Goal of the exercise:
Output each of the rows below as a line in a Markdown table with the columns "No." and "Text", numbering the rows in order and skipping any blank lines.

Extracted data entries

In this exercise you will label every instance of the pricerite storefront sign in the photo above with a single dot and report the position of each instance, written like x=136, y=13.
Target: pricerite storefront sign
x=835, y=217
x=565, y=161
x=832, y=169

Correct response:
| No. | Text |
|---|---|
| 1 | In this exercise you will label every instance of the pricerite storefront sign in the photo above with a single dot and report the position of each instance, written like x=136, y=13. |
| 2 | Target: pricerite storefront sign |
| 3 | x=835, y=217 |
| 4 | x=565, y=161 |
| 5 | x=832, y=169 |